## Request
Exact repetition of every entry is required.

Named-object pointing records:

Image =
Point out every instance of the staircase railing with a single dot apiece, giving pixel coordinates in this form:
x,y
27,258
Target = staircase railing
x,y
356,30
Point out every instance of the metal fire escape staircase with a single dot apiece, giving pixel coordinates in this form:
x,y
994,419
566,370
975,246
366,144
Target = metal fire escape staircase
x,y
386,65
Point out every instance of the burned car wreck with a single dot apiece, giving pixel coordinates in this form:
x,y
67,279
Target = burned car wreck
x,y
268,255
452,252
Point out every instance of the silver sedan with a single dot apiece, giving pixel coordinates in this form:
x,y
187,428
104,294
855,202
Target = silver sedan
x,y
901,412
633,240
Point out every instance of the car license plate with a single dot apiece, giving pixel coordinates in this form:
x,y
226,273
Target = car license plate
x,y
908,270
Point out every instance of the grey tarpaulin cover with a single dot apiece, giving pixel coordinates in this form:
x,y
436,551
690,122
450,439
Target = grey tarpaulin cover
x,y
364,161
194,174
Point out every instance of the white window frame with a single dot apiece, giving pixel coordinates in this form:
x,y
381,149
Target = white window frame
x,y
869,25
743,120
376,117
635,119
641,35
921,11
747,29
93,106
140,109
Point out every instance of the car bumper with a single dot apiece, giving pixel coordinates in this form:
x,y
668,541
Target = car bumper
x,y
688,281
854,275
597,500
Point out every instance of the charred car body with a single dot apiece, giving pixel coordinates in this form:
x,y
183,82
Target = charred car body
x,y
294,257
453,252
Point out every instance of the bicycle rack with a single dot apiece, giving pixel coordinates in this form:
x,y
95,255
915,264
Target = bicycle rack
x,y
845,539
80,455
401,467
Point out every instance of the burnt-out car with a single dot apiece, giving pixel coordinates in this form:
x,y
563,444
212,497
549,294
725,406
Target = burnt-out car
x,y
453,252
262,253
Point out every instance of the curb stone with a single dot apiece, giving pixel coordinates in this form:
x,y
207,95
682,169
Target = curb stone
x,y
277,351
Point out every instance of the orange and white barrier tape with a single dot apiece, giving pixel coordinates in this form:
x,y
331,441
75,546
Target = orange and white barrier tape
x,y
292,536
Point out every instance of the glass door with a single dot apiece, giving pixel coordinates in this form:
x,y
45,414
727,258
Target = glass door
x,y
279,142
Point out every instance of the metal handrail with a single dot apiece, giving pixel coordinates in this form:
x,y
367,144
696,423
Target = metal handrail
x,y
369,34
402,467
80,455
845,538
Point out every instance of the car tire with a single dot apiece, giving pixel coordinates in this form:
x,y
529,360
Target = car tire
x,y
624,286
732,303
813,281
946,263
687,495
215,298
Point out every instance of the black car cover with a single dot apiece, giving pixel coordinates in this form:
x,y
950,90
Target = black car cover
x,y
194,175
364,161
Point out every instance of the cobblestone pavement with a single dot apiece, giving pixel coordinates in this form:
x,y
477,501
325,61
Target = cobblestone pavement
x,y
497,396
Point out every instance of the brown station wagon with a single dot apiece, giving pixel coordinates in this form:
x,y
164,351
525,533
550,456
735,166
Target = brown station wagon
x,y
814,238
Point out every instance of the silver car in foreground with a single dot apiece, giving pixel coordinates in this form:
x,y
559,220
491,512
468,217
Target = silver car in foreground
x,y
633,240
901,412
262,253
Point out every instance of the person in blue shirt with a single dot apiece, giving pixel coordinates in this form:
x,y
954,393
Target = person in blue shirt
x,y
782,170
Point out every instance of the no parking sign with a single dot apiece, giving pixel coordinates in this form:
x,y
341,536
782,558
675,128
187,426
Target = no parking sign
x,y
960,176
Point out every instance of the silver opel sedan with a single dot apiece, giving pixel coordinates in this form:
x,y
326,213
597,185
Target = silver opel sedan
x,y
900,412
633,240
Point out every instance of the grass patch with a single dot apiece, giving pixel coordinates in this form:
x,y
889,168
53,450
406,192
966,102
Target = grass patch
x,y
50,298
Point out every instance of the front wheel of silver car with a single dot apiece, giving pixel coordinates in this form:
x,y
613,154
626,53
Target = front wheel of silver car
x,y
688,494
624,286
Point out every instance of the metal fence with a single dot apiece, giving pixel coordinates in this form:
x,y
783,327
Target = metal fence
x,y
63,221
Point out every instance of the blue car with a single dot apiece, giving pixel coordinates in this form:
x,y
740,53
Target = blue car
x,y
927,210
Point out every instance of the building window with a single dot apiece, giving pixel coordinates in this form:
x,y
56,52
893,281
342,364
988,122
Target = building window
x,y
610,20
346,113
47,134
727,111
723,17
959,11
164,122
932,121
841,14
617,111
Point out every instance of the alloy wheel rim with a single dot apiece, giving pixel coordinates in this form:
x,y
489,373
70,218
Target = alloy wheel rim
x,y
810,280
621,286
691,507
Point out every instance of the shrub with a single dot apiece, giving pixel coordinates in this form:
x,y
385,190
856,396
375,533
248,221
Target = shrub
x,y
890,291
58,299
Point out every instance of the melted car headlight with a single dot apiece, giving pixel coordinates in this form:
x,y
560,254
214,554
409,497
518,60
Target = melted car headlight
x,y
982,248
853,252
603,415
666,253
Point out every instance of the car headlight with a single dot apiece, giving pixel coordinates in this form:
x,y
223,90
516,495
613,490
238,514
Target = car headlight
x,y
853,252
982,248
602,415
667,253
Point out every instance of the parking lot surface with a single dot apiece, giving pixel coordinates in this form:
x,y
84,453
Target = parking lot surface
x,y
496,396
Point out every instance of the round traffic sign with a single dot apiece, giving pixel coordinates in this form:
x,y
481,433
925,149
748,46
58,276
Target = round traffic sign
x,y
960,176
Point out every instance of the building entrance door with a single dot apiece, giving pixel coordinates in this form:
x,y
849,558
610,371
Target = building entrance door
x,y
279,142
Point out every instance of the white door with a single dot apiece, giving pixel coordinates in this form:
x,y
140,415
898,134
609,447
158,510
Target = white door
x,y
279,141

## Solution to this task
Image =
Point out every instance of the staircase railing with a single dot apiece, giving pixel coordinates in this form:
x,y
27,258
Target = staircase railing
x,y
356,30
Point out every instance of the metal fire escape staircase with a single dot apiece, giving pixel coordinates in this form:
x,y
994,419
566,370
975,246
366,144
Target = metal fire escape staircase
x,y
386,65
Point out every instance of the burned car wreck with a single dot apiece, giving pixel coordinates in this form:
x,y
67,279
Target = burned car wreck
x,y
268,255
452,252
Point out every instance of the silver sedan with a single dot apiece, giving pixel coordinates in this form:
x,y
187,428
104,294
855,202
Target = silver sedan
x,y
901,412
633,240
Point out every instance of the car license plate with a single dot apiece, giving pixel coordinates in this form:
x,y
226,273
Target = car license plate
x,y
908,270
Point out every instance of the grey tarpaulin cover with a single dot apiece, giving pixel coordinates in this form:
x,y
436,551
690,122
450,439
Target = grey tarpaulin cover
x,y
364,161
194,174
Point out every instance of the white window frame with a single dot apiece, giving pixel coordinates in this form:
x,y
381,149
Target = white window frame
x,y
869,25
743,120
376,117
635,119
641,35
921,11
747,29
93,106
140,109
Point out every instance of the car bumper with a single dot apiece, giving pixel coordinates in this form:
x,y
668,541
Target = car bumper
x,y
688,281
854,275
597,500
Point out every instance of the charred car body with a single dot apiece, giving pixel coordinates in this form:
x,y
183,82
Target = charred car body
x,y
294,257
453,252
Point out every instance of the bicycle rack with a single dot apiece, giving pixel coordinates in this form:
x,y
95,255
915,264
Target = bicycle rack
x,y
845,539
80,455
401,467
Point out every instance of the burnt-out car with a single dot apiece, giving pixel coordinates in this form:
x,y
563,444
212,497
549,294
725,406
Target = burnt-out car
x,y
453,252
262,253
Point out every instance of the curb stone with a single dot apiece, giving pixel coordinates in this form:
x,y
207,95
682,169
Target = curb stone
x,y
277,351
Point out every instance of the orange and white barrier tape with a single dot apiece, giving pixel coordinates in this form:
x,y
331,441
75,546
Target = orange and white barrier tape
x,y
292,536
Point out every instance of the glass door with a single dot apiece, giving pixel coordinates in this form:
x,y
45,414
727,258
Target = glass door
x,y
279,142
Point out every instance of the metal handrail with a single dot apiece, giving pixel coordinates in this form:
x,y
367,144
696,423
Target = metal handrail
x,y
369,34
402,467
80,455
845,538
Point out every instance of the car tire with a single dot apiece, giving pixel coordinates in this form:
x,y
529,360
Target = car tire
x,y
624,286
732,303
813,281
946,263
687,495
215,298
Point out every instance of the black car cover with a single dot apiece, giving pixel coordinates in this form:
x,y
950,90
Target = black car cover
x,y
194,175
364,161
Point out every instance of the cobblestone pavement with a single dot apiece, giving pixel coordinates in this form:
x,y
477,501
325,61
Target = cobblestone pavement
x,y
497,396
Point out every instance of the brown station wagon with a single dot apiece, giving pixel coordinates in this form:
x,y
164,351
525,533
550,456
735,166
Target = brown station wagon
x,y
814,238
Point out every instance of the silver car in foreground with a single dot apiece, giving pixel coordinates in this form:
x,y
559,220
491,512
468,217
Target = silver car in foreground
x,y
633,240
901,412
262,253
Point out every instance of the person in blue shirt with a single dot apiece, giving pixel coordinates in this form:
x,y
954,393
Target = person in blue shirt
x,y
782,170
Point out every instance of the no parking sign with a single dot apiece, giving pixel coordinates in this form:
x,y
341,536
782,558
675,128
187,426
Target = no parking sign
x,y
960,176
Point out every instance of the silver opel sedan with a single dot apiece, giving pixel coordinates in this form:
x,y
326,213
597,185
Target = silver opel sedan
x,y
900,412
633,240
Point out every instance of the grass patch with a single dot apiece, giving pixel coordinates in this form:
x,y
889,168
53,450
406,192
966,102
Target = grass patch
x,y
50,298
Point out every instance of the front wheel of silver car with a single dot apiece, giving pixel coordinates in this form:
x,y
613,154
626,53
Target = front wheel of silver car
x,y
688,494
624,286
Point out every instance of the metal fence with a single dot apiece, giving pixel coordinates in this form:
x,y
783,327
Target = metal fence
x,y
63,221
Point out every instance of the blue car with a single dot apiece, giving pixel coordinates in this form:
x,y
740,53
Target = blue car
x,y
927,210
Point out every instance of the building window with a single dot apiece, giving pixel coordinates in this form:
x,y
56,52
893,281
342,364
988,122
Target = building window
x,y
610,20
346,113
47,134
727,111
723,17
959,11
164,122
932,121
841,14
617,111
Point out every instance of the alloy wheel rim with a single dot apiece, giving pixel coordinates in this form:
x,y
489,373
70,218
Target = alloy wheel rim
x,y
810,280
621,286
691,507
Point out every instance of the shrub with a single dot apiece, giving pixel coordinates in this form:
x,y
385,190
856,396
375,533
248,221
Target = shrub
x,y
890,291
58,299
Point out every instance of the melted car headlight with a single dot apiece, giving pixel coordinates in this form:
x,y
560,254
214,554
409,497
518,60
Target = melted car headlight
x,y
982,248
853,252
603,415
666,253
Point out every instance of the car headlight with a single dot apiece, giving pixel coordinates in this form:
x,y
223,90
516,495
613,490
238,514
Target = car headlight
x,y
853,252
982,248
602,415
667,253
Point out every instance of the parking lot surface with a single dot apiece, giving pixel coordinates in this form:
x,y
84,453
Target = parking lot surface
x,y
496,396
Point out every instance of the round traffic sign with a single dot apiece, giving pixel coordinates in this form:
x,y
481,433
925,149
748,46
58,276
Target = round traffic sign
x,y
960,176
Point out every instance of the building entrance door with a single dot apiece, giving pixel coordinates in this form:
x,y
849,558
610,371
Target = building entrance door
x,y
279,142
Point out every instance of the white door with a single dot apiece, giving pixel coordinates in this form:
x,y
140,415
898,134
609,447
158,510
Target = white door
x,y
279,141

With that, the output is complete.